What the task asks: From top to bottom, write out the listing exactly.

<<<<

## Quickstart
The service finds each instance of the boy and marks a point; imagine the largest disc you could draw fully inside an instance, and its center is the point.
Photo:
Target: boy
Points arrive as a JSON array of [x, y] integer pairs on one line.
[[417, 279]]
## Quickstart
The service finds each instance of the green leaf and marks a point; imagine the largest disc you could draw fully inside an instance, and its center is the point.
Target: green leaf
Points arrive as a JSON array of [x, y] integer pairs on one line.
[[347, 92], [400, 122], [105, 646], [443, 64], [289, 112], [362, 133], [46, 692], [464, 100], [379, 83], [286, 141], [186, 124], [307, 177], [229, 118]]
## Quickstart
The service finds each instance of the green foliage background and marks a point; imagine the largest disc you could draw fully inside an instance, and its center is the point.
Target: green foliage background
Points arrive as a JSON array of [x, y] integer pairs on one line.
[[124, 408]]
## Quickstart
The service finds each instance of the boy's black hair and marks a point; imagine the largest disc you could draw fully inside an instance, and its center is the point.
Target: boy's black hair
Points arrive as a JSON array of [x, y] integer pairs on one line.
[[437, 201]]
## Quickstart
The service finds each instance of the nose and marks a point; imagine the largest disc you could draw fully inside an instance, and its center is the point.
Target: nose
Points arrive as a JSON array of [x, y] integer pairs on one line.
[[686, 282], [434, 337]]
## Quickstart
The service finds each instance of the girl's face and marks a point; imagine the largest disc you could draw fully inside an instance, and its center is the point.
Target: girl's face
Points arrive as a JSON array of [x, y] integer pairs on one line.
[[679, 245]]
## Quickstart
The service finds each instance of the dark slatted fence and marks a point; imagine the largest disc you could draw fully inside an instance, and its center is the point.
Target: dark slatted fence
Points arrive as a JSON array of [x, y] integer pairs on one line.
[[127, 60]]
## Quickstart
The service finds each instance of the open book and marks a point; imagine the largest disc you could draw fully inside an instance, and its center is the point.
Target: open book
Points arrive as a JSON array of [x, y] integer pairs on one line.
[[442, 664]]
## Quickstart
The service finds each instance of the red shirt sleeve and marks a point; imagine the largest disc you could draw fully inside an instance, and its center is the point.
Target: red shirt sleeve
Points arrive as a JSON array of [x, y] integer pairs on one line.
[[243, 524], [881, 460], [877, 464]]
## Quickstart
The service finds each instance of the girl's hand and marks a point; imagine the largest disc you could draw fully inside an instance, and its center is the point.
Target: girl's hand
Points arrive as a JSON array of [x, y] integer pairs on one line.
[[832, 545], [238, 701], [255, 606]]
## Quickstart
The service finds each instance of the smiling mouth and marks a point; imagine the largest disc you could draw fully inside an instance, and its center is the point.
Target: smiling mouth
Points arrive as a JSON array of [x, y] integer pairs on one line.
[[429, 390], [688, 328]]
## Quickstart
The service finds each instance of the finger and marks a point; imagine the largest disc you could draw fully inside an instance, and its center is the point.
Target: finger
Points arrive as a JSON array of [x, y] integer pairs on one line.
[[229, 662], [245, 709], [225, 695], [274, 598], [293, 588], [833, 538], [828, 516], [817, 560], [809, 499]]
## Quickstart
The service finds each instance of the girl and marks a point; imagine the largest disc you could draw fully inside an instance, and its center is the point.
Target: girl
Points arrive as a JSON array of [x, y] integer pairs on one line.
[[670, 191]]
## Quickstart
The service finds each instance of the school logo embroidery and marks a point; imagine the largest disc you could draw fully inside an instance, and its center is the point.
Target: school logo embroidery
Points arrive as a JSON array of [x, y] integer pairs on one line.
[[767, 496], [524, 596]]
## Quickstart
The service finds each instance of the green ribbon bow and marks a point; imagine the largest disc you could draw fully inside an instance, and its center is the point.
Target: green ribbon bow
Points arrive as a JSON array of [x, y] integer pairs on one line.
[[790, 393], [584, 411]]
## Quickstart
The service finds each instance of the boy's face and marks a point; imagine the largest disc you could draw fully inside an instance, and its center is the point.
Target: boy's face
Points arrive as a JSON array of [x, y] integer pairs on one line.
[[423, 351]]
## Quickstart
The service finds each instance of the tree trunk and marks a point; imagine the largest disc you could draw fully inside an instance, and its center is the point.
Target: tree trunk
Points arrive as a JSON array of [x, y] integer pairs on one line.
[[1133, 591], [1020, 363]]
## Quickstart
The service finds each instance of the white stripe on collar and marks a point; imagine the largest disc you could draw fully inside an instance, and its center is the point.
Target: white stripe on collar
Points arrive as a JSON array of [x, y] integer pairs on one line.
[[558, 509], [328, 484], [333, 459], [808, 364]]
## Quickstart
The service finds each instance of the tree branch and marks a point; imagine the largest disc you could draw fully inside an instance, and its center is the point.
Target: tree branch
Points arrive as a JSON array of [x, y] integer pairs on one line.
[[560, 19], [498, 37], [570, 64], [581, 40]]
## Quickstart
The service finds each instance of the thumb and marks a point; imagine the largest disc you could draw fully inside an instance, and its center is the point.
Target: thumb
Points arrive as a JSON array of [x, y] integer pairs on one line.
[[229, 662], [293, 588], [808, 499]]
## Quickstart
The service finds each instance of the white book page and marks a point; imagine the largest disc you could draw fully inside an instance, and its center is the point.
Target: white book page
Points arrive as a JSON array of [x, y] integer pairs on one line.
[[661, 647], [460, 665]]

>>>>

Exercise response:
## Quickstart
The service finds each instance of the boy and marks a point; imagine the largest disc you could draw fully inside an instance, and its center is the point.
Photo:
Target: boy
Points arrive as a JSON array of [x, y] integer pairs on one line.
[[417, 279]]
## Quickstart
The service finds each instance of the green leaf and marks a point; imagine the largest disc you could draw fully inside an instance, and its center is the point.
Target: green leaf
Points arrive as a JSON array of [x, y] integer pairs on one line.
[[347, 92], [400, 122], [105, 646], [443, 64], [289, 112], [362, 133], [46, 692], [464, 100], [379, 83], [286, 141], [186, 124], [307, 177], [229, 118]]
## Quickstart
The service finds each instance of the green foliage background and marks a point; imagine the largest disc you could draw fully inside an instance, and its center is the point.
Target: green foliage background
Points arrive as a JSON array of [x, y] integer pairs on one line.
[[124, 408]]
## Quickstart
The service finds each instance of the boy's black hair and marks a point; imagine the largest disc you could draw fully inside an instance, and its center is the point.
Target: boy's black hair
Points arrive as a JSON array of [x, y] integer pairs on one line.
[[437, 201]]
## Quickstart
The service finds each instance of the nose and marks a point; imagine the largest disc you could draw fully inside an instance, and its center is the point.
Target: nose
Points arrive as a JSON array of [x, y] integer pairs on one line.
[[686, 282], [434, 337]]
## Quickstart
The service finds each instance of the girl's face and marks a point; imagine the largest disc you could draw fully inside an instance, and its center is the point.
Target: girl's face
Points arrive as a JSON array of [x, y] integer pairs on one line.
[[679, 245]]
## Quickstart
The service finds each instance of the dark slatted fence and marks a point; imagine the largest disc you could draw fully inside an instance, and its center is the point.
Target: dark slatted fence
Points arrive as a JSON array of [x, y] integer pairs on one line.
[[127, 60]]
## Quickstart
The service finds each instance of the open book and marks a point; imagine the largest disc you could draw fully inside an instance, and its center is the point.
Target: open book
Points arrive as a JSON array of [x, y] integer pairs on one line.
[[442, 664]]
## Quickstart
The service finds each instance of the red shirt sleeve and marks a point; imagine the largest disc you could draw fully inside an instance, and its center is the point.
Target: red shirt sleeve
Points arrive as a JSON array of [x, y] integer pairs on one line.
[[243, 524], [881, 460], [877, 464]]
## Quickstart
The service finds each instance of the girl's hand and marks a point; imagine the largest disc you could draw fully inside an instance, and its center is the point.
Target: girl's hand
Points arrive as a JSON array of [x, y] integer pairs on one line.
[[832, 545], [238, 701], [255, 606]]
## Quickstart
The service finds each instance of the smiling mouth and marks a point; imagine the largest disc you could draw fully inside an instance, and its center is the point.
Target: smiling mouth
Points arrive as a JSON array of [x, y] integer pairs on one line.
[[429, 390], [688, 328]]
## Quickstart
The service finds each instance of the finger and marks a point; imagine the largest disc you could draw fully inside an instance, and its center is the point.
Target: finger
Points arrive as a JSON array of [x, y] integer pairs on one line.
[[229, 662], [245, 709], [225, 695], [274, 598], [293, 588], [833, 538], [828, 516], [817, 560], [809, 499]]
## Quickstart
The service finds each instance of the girl and marks a point; imagine the largest disc you could draw fully inside an instance, and its center is the point.
Target: girl
Points arrive as a JSON array of [x, y] integer pairs on one line.
[[670, 191]]
## Quickstart
The service finds each instance of the school logo embroidery and marks a point; imagine the largest disc you could draw fully inside an instance, and its center is the point.
Target: school logo embroidery
Points arrive as a JSON array of [x, y] integer pairs on one line.
[[767, 496], [524, 596]]
## Quickstart
The service finds each instance of the green ribbon bow and marks a point; imagine the largest disc you could draw fully inside an instance, and its center is the point.
Target: green ribbon bow
Points arrive as a JSON array of [x, y] integer pairs on one line.
[[790, 393], [584, 411]]
## Quickstart
The service finds each instance of the boy's face and marks a point; imagine the largest disc you could draw fully inside an instance, and its center is the point.
Target: boy's face
Points arrive as a JSON array of [x, y] integer pairs on one line.
[[423, 351]]
## Quickstart
The service finds each instance of the tree trunk and marks a point; imagine the largest disc you could draw fully inside an instance, and its center is the point.
Target: tree trunk
Points arrive as a JSON array of [x, y] integer pairs on one line.
[[1133, 591], [1020, 363]]
## Quickstart
The service finds each instance of the white stripe on collar and marks a point; imagine the largest disc you could draw fully inside an instance, and its center is the point.
Target: white stripe on collar
Points arrive as a JSON array of [x, y] integer pairs on one line.
[[558, 509], [328, 484], [333, 459], [808, 364]]
## Quickstart
The service finds each instance of the tree branch and marks a point; imagine the largest disc you could draw fully inside an instance, and its center is the point.
Target: tree branch
Points arrive as a JSON array of [x, y] integer pairs on one line.
[[560, 19], [498, 37], [570, 64], [581, 40]]
## Quickstart
The service finds each instance of the thumb and marks a point; imagine the largest disc you could draw fully inside an instance, and its center is the point.
Target: thumb
Points arrive as a JSON array of [x, y] integer pairs on one line.
[[229, 662], [293, 588], [808, 499]]
## Quickstart
The service finds each instance of the white book page and marks a point; imagine the largest disc you could draw fully inside an instance, and its center is the point.
Target: white book page
Points arrive as a JSON array of [x, y] integer pairs on one line.
[[661, 647], [460, 665]]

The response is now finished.